╭─ Page excerpt
= Bioheat transfer =

Study of heat transfer in biological systems

Bioheat transfer is the study of heat transfer in biological systems. In simpler terms, it is the study of how heat moves from one compartment, be it within the body or external to the body, to another compartment in the body. Bioheat transfer has its foundations in the engineering discipline of heat transfer and is itself a subfield of biomedical engineering or bioengineering. In addition, computational techniques to model various bioheat transfer scenarios are widely employed and hold an important place in developing devices and protocols for the medical community.

== Applications ==

=== Ablative surgical procedures ===
Ablative surgical techniques generally employ some method of energy deposition which destroys cells and tissue with a concomitant increase in temperature at the targeted site. Bioheat transport equations can be applied to the process of energy deposition into the tissue as well as the subsequent conduction/convection heat transport to cells neighboring the targeted site to predict a temperature history and distribution.

==Bioheat models==

In biological systems, models of heat transfer out of the body typically account for the effect of blood perfusion. A popular early model assumed that the tissue temperature was uniform below a certain depth, describing the heat transfer out of the body as proportional to the difference between the tissue temperature and the skin temperature. In 1948, Pennes published a new model backed by experimental analysis of the human forearm. He sought to model temperature gradients deep in the tissue. Finding that the temperature of blood in the brachial artery was warmer than that of surrounding tissue, he modeled the arterial blood flow as a heat source that dissipated its heat at the capillaries. Thus, the heat transfer due to blood perfusion was modeled as proportional to the temperature difference between arterial and venous blood.
╰─
╭─ Record set
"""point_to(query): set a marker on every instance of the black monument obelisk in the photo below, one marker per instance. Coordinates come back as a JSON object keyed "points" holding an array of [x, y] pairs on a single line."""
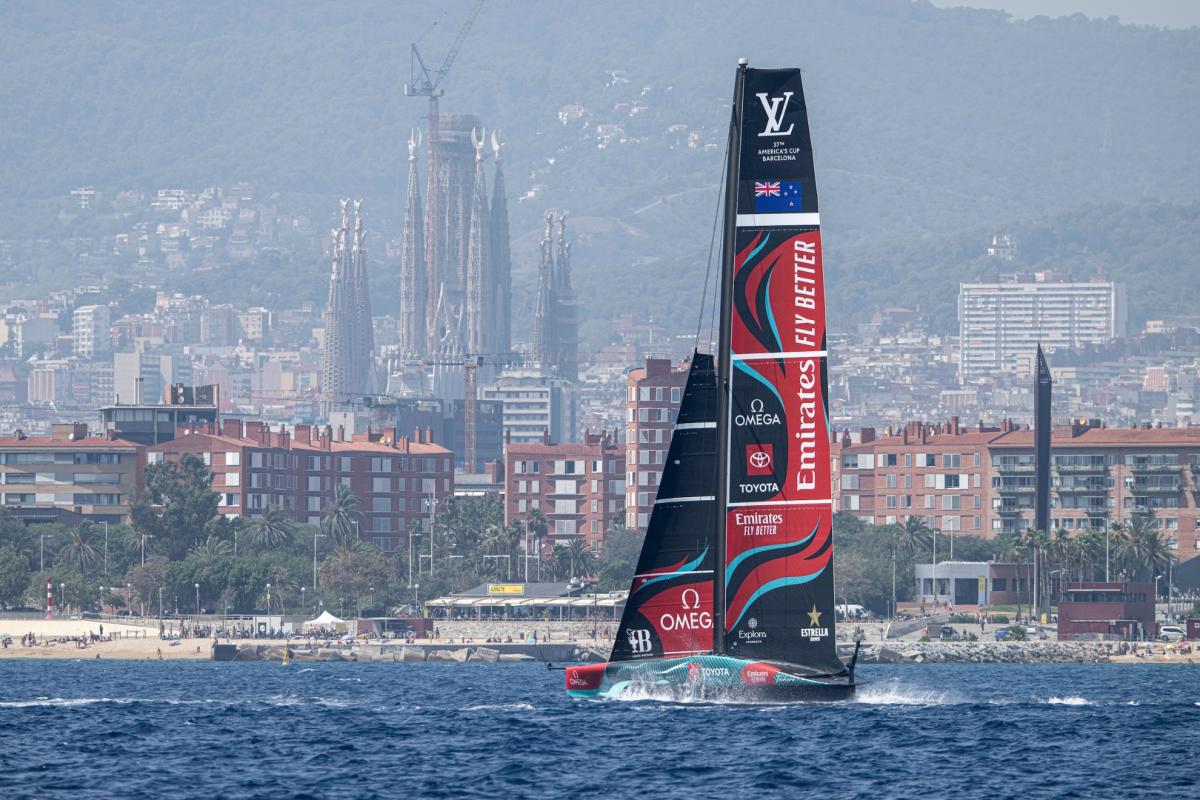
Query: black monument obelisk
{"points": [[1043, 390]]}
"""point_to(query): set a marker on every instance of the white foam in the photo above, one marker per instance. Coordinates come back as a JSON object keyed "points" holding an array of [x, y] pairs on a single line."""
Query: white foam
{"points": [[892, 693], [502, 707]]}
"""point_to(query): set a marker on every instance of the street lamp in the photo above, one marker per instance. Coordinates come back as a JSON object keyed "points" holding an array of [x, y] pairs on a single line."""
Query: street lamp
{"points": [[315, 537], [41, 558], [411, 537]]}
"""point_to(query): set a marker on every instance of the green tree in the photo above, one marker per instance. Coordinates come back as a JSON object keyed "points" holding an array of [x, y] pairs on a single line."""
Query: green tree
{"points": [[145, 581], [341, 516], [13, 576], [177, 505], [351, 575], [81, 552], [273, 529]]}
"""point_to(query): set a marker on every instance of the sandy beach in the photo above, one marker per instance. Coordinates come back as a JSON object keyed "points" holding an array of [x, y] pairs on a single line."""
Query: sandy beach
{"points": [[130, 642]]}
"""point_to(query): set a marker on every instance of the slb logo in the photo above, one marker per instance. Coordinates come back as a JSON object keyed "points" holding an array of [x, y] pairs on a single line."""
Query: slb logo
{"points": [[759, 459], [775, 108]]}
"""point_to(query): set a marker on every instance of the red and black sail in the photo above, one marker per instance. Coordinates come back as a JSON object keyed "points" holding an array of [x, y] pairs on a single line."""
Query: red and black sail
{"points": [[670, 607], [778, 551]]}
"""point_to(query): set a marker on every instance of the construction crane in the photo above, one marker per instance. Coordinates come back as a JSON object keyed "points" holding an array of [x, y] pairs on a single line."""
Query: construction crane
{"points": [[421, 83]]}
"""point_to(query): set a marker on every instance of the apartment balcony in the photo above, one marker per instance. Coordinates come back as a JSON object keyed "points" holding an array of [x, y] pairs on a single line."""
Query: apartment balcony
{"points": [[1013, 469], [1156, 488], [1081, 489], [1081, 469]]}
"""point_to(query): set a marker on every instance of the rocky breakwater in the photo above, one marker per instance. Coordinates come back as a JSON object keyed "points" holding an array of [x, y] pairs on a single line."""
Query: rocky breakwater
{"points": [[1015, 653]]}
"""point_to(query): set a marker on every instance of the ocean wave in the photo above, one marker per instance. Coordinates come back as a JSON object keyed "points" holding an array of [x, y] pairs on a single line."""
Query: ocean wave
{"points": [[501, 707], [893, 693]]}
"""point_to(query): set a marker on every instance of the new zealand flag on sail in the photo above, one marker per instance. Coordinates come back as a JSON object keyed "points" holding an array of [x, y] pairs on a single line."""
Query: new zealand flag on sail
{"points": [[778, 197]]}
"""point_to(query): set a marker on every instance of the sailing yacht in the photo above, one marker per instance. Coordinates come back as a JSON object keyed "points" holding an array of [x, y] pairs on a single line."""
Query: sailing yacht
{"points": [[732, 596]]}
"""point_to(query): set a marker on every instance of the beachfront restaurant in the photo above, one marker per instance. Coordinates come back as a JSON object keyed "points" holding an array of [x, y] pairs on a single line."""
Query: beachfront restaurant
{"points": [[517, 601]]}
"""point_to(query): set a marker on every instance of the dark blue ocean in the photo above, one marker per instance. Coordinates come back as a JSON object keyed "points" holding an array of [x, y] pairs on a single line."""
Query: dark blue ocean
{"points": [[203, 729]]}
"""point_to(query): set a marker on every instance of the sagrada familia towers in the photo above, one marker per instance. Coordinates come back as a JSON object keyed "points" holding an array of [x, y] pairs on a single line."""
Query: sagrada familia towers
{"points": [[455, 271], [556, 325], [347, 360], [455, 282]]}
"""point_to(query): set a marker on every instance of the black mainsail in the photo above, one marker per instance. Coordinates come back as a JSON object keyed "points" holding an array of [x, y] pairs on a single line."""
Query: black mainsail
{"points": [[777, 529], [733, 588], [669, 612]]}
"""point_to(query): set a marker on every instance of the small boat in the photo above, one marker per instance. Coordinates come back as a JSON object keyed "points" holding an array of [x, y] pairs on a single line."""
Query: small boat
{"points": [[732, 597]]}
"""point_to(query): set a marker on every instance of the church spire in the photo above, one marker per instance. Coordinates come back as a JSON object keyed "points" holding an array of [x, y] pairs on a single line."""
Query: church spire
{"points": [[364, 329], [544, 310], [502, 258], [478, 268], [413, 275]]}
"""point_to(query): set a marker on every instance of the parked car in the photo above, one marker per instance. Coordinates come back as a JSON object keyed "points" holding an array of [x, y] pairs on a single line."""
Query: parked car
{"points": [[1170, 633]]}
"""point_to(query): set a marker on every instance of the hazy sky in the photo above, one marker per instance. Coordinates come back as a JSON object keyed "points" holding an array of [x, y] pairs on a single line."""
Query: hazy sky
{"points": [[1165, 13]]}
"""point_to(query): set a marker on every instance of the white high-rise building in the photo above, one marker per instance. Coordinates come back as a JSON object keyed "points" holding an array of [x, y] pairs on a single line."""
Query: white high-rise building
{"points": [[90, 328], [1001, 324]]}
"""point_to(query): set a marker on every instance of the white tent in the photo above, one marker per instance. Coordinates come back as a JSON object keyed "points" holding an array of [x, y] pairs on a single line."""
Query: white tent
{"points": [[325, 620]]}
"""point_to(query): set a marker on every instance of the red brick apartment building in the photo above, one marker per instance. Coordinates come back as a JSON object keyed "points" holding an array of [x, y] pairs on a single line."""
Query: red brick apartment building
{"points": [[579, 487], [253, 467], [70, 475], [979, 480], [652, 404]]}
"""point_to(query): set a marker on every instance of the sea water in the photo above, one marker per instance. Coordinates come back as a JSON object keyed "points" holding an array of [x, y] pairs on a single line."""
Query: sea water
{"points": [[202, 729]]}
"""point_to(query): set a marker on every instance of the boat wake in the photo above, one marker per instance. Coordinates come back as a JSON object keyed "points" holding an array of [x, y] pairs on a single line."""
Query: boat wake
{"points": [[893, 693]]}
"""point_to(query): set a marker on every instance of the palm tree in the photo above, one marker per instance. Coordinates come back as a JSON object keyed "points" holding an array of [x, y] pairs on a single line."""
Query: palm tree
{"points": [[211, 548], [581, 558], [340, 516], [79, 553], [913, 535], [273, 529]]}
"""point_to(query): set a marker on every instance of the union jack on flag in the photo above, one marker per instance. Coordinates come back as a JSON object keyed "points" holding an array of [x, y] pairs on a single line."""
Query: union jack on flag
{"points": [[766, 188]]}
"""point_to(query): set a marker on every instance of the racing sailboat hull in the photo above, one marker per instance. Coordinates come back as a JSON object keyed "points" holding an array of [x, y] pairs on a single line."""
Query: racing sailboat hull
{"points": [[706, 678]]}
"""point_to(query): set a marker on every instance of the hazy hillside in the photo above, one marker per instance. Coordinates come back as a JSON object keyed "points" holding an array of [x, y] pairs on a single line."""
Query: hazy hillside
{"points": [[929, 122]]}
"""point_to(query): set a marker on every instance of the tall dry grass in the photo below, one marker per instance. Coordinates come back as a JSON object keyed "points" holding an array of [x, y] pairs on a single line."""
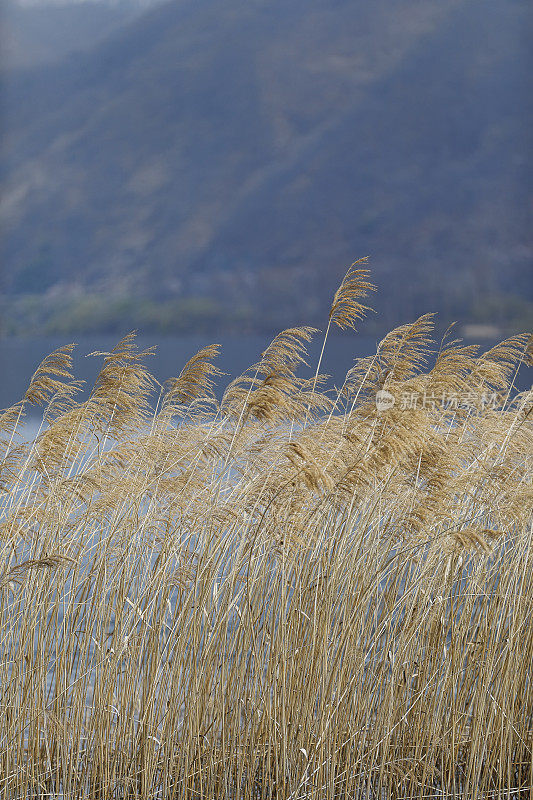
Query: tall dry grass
╰─
What you will do
Transcribe the part of the bioheat transfer article above exactly, starting with "Bioheat transfer is" and going on through "the medical community.".

Your response
Bioheat transfer is the study of heat transfer in biological systems. In simpler terms, it is the study of how heat moves from one compartment, be it within the body or external to the body, to another compartment in the body. Bioheat transfer has its foundations in the engineering discipline of heat transfer and is itself a subfield of biomedical engineering or bioengineering. In addition, computational techniques to model various bioheat transfer scenarios are widely employed and hold an important place in developing devices and protocols for the medical community.